*** TASK INPUTS
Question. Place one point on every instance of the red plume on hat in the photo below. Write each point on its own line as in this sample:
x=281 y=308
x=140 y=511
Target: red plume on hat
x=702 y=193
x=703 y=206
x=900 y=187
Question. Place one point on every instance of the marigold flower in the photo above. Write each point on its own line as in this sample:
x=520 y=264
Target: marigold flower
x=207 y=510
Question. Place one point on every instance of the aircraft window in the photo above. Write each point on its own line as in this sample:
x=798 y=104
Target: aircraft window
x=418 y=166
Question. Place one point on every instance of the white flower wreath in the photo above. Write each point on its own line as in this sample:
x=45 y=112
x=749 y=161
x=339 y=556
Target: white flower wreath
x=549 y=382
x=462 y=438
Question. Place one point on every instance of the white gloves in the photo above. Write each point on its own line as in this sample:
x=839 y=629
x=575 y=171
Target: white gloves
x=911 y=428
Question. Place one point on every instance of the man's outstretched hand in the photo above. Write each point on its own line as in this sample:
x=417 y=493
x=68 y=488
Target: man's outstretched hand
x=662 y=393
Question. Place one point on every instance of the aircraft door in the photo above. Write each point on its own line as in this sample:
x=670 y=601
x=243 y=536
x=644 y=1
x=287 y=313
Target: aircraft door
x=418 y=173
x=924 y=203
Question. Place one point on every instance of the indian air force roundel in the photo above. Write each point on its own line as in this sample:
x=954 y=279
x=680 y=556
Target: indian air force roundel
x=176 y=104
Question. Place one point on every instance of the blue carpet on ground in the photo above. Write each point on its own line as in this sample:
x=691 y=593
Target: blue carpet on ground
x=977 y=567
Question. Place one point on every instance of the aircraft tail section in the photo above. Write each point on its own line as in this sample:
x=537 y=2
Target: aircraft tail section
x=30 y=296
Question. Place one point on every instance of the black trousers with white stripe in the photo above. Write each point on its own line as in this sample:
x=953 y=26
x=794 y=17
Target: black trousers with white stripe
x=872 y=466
******
▶ [TASK DETAILS]
Please copy, word for word, every line from the first line of the records through the line containing "x=339 y=556", with both of those lines included and nothing else.

▶ [ANSWER FOR THE TASK]
Question. Place one point on every instance of the red plume on hat in the photo below. Write each point on its own line as in this sample:
x=281 y=308
x=140 y=511
Target: red plume on hat
x=702 y=193
x=703 y=206
x=900 y=187
Question. Place one point on every instance of the marigold flower in the photo above. Write each point on its own line as in this sample:
x=520 y=264
Target: marigold flower
x=207 y=510
Question. Place one point on every instance of the aircraft window in the photo above. Write each point on its own line as in this sample:
x=798 y=104
Target: aircraft window
x=418 y=166
Question. Place one point on every instance of the white flower wreath in the photo above. Write each point on its own line as in this sample:
x=45 y=112
x=749 y=161
x=339 y=556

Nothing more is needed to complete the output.